#### DATA FOR THIS EXERCISE
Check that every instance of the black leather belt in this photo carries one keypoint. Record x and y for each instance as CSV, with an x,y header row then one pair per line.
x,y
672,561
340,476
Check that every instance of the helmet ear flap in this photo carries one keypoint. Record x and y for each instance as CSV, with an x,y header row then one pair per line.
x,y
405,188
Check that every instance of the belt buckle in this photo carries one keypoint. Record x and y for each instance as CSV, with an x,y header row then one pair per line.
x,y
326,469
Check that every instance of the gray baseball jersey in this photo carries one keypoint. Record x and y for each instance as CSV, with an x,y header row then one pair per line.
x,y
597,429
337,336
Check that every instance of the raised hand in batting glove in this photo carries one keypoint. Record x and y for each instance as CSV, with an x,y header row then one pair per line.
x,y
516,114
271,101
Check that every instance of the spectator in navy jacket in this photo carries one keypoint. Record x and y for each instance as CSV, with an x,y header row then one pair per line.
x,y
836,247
==
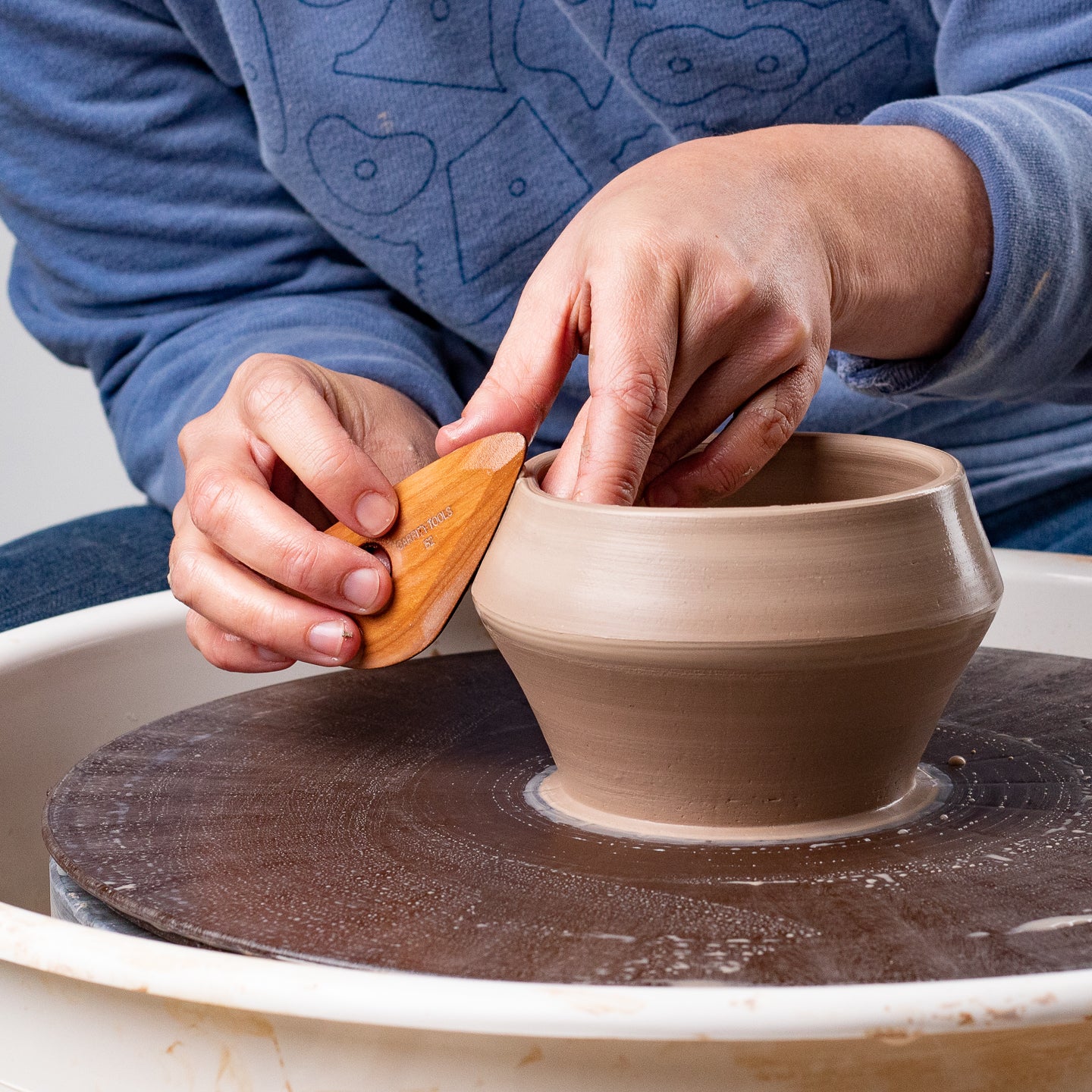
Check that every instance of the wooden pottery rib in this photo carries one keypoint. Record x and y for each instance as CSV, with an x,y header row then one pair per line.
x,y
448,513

#### YOUR TASK
Report each line in the records above in which the word "that" appears, copying the line in full.

#### PROBLEM SOLUTION
Check that every instance of the black leather belt in this photo carries one keypoint. Record x and y for each instance as CSV, with an x,y header row then one pair per line.
Check that every instance of the helmet ear flap in this photo carries one keypoint. Record x and y for each instance as CSV, with an x,y header row then one pair per line.
Check that every instance of the belt buckle in this photo carries one keypoint. Record x and y for each instance as CSV, with an x,y header row then one pair per line.
Check that every instance of the gray baseball jersey in this photo carries one keypoint. Record x and y for each instance as CSV, with an x,y header row then one pair per line.
Check that every instance of the raised hand in batting glove in this photo carries one keypoint. Record x and y for each instance as CSV, with an x,y header row then one pair per line.
Check that every instance of the spectator in navy jacket in this photo carries one keypoint. Record x and y for each instance as CSV, with an x,y header row then one pair per line.
Check that every instance of the wooden pottery rib in this photo carries one keypoint. Record x and y for each instance as CSV, with an x,y header row then one pair per line.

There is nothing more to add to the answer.